1. Mount Google Drive
2. Clone your repo
3. Install requirements
4. Point MLflow tracking to Drive (so runs persist)
5. Run training on GPU

> MLflow UI: On Colab, a full web UI is awkward to expose. The typical workflow is: log to Drive, then run `mlflow ui` locally against that same `mlruns` folder (or use a remote tracking server).

In [None]:
# (Colab) 1) Mount Drive
from google.colab import drive

drive.mount('/content/drive')

In [None]:
# (Colab) 2) Clone repo
# Replace with your repo URL.
REPO_URL = "https://github.com/<owner>/<repo>.git"

import os

if not os.path.exists("AttentionIsAllYouNeed"):
    !git clone {REPO_URL} AttentionIsAllYouNeed
%cd AttentionIsAllYouNeed

In [None]:
# (Colab) 3) Install dependencies
!pip -q install -r requirements.txt

In [None]:
# (Colab) 4) Point MLflow + data to Drive for persistence
from pathlib import Path

DRIVE_ROOT = Path("/content/drive/MyDrive")
PROJECT_ROOT = DRIVE_ROOT / "attention_is_all_you_need"
DATA_DIR = PROJECT_ROOT / "data" / "raw" / "wmt14_en_de"
MLRUNS_DIR = PROJECT_ROOT / "mlruns"

DATA_DIR.mkdir(parents=True, exist_ok=True)
MLRUNS_DIR.mkdir(parents=True, exist_ok=True)

print("DATA_DIR:", DATA_DIR)
print("MLRUNS_DIR:", MLRUNS_DIR)

# Copy your prepared dataset folder into Drive once.
# If you already have a local folder in the repo, you can copy it like:
# !cp -r data/raw/wmt14_en_de/* "{DATA_DIR}/"

Required work: Extend the Colab training setup notebook above by writing its next part, starting right after the final commented copy command.

[Data entries]
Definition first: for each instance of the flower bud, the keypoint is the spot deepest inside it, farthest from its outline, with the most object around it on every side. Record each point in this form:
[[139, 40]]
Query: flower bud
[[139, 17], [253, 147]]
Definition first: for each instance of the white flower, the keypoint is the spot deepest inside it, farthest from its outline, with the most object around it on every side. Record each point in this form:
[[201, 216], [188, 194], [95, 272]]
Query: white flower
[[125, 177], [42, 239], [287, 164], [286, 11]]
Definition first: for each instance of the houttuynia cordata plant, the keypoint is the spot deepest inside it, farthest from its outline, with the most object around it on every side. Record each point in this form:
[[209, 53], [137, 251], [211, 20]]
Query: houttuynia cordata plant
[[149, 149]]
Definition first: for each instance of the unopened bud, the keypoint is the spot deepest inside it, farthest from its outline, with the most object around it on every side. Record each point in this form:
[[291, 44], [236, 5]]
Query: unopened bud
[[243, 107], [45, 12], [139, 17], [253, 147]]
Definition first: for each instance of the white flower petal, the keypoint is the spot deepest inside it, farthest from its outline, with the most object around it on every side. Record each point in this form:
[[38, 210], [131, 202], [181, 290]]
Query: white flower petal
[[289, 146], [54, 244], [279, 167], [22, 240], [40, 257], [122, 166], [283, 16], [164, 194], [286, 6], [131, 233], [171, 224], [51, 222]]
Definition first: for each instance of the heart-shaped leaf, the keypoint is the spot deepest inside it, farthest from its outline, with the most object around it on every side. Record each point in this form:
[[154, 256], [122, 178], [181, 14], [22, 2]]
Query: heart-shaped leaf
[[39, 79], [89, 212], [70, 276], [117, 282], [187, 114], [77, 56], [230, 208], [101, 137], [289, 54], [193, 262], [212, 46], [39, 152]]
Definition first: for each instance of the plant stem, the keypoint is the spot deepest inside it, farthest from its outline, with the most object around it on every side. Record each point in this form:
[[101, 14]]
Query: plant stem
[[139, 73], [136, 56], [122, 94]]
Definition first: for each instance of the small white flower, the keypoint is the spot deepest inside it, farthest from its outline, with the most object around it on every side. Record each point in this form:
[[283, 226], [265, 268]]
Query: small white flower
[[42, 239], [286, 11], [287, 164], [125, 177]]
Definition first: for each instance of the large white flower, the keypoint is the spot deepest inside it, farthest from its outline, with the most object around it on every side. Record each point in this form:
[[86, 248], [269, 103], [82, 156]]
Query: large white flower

Final result:
# Check expected files
for fn in ["train.en.bpe32000", "train.de.bpe32000", "valid.en.bpe32000", "valid.de.bpe32000"]:
    print(fn, "exists?", (DATA_DIR / fn).exists())

In [None]:
# (Colab) 5) Run repo smoke test using Drive-backed data
import os

os.environ["MLFLOW_TRACKING_URI"] = f"file:{MLRUNS_DIR}"

# Make sure repo expects data/raw/wmt14_en_de
!mkdir -p data/raw/wmt14_en_de
!rm -rf data/raw/wmt14_en_de
!ln -s "{DATA_DIR}" data/raw/wmt14_en_de

!python -m src.smoke_test

In [None]:
# (Colab) 6) Train on GPU
# This runs the repo entrypoint; it will use MLflow tracking via the env var set above.
# Ensure src/train.py has accelerator='gpu' and devices=1 when running in Colab.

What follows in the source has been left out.